Task description:
Restate every line of the material, word for word.

Extracted information:
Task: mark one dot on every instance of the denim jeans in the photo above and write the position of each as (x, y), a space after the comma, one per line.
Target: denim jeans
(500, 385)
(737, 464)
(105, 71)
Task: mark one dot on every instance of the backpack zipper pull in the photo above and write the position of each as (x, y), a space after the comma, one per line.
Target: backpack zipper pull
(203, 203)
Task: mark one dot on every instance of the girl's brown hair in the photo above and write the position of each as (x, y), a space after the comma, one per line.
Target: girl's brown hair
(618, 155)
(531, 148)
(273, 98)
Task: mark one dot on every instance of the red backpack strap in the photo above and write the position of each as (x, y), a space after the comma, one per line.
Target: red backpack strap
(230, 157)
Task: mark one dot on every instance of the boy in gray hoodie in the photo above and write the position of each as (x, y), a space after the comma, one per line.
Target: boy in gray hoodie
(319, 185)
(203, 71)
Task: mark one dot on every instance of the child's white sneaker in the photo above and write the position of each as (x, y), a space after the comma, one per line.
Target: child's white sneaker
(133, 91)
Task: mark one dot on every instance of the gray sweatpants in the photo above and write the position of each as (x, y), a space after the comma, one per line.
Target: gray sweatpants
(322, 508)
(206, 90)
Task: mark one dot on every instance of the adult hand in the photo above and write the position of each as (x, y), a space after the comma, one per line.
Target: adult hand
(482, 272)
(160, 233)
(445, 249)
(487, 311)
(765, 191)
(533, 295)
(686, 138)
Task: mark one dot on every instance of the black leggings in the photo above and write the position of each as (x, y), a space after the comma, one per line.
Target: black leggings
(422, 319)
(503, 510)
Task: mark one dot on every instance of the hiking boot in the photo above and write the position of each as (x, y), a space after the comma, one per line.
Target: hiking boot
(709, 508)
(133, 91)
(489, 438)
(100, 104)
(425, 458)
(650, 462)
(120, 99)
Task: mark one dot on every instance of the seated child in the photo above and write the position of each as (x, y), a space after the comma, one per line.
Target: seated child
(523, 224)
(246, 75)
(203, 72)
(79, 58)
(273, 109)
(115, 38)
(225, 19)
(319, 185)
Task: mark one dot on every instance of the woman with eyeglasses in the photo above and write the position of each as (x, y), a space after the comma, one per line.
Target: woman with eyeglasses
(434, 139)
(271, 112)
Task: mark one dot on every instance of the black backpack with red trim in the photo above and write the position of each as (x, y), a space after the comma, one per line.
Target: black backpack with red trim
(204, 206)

Response to the exercise:
Task: mark one dot on every instance of the denim jeans in the photo above and write the position of each as (x, y), a space after the comma, one per line.
Target: denim jeans
(500, 385)
(737, 464)
(105, 71)
Task: mark one dot on every instance of the backpack zipper pull in the photo above and write the position of each as (x, y), a space after the comma, one per line.
Target: backpack zipper pull
(203, 203)
Task: mark one dot on every instance of the girl's brown hair in the photo above and write the position of each as (x, y), a space after the comma, one per line.
Target: girl's brown hair
(618, 155)
(531, 148)
(273, 98)
Task: mark one dot on every instance of the red backpack strap in the photo above and write the position of each as (x, y), a space after the comma, one per line.
Target: red backpack strap
(230, 157)
Task: mark one dot on every instance of the boy in gray hoodie in the photo above and write the position of each as (x, y), a space after the comma, one per line.
Target: boy in gray hoodie
(319, 185)
(203, 71)
Task: mark one dot on every instance of the child's white sneaker in the photo above and write the position of each as (x, y), a space after the comma, one per line.
Target: child's white sneaker
(133, 91)
Task: mark one dot on every instance of the gray sweatpants in the photo above and write the position of each as (x, y), a space after the comma, one per line.
Target: gray sweatpants
(322, 508)
(206, 90)
Task: mark one dot on every instance of the adult hand in the photo above and write the position of each as (x, y), a space after the comma, one per line.
Target: adult hand
(482, 272)
(160, 233)
(445, 249)
(487, 311)
(765, 191)
(533, 295)
(686, 138)
Task: mark one dot on every instance of the black leggings in the photo above and write the position of each as (x, y), a space after the comma, one per line.
Target: black leggings
(422, 319)
(503, 510)
Task: mark one dot on every instance of the hiking boot in the photo above and write the position of each as (x, y), a space after the comma, one per line.
Target: hiking boot
(709, 508)
(133, 91)
(489, 438)
(100, 104)
(425, 458)
(650, 462)
(120, 99)
Task: mark one dot on every instance of the seated child in the photo above and write the position of each as (x, y), a space after the comma, one per line.
Target: seated child
(523, 224)
(246, 75)
(203, 72)
(79, 58)
(273, 109)
(115, 38)
(225, 19)
(319, 185)
Task: mark one dot on every instance of the woman with eyeglasses in the photo above and write the position of each as (x, y), a space after the comma, one per line.
Target: woman with eyeglasses
(434, 139)
(271, 112)
Task: mark one dot on every instance of the black backpack with red trim in the photo above and write the position of each as (x, y), a space after the comma, one per line.
Target: black backpack with red trim
(204, 206)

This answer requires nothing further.